[Stored data entries]
>> Start

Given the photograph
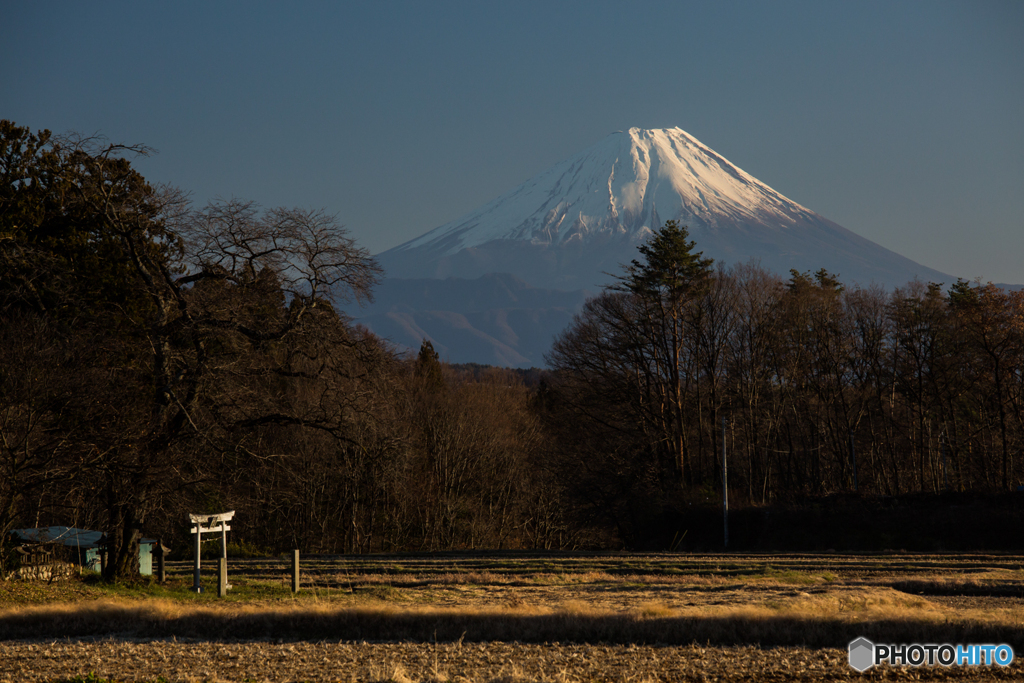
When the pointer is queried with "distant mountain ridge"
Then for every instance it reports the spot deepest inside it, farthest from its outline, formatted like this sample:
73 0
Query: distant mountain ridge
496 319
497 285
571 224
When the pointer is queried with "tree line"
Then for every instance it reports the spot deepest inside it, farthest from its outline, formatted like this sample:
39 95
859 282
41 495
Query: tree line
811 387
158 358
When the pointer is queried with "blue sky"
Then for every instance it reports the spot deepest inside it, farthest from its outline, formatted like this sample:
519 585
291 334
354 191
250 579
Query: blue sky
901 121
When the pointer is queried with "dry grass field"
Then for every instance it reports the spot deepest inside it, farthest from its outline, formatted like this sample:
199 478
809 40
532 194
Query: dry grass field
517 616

>> End
>> Start

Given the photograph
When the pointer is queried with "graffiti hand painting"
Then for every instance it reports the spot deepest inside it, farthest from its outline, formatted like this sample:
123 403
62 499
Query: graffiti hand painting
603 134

>> End

- Goal -
Select every line of the material above that contains the string "graffiti", treating uppercase and lowercase as different, and copy each one.

- Full solution -
When the pointer is queried with "graffiti hand painting"
Query: graffiti hand painting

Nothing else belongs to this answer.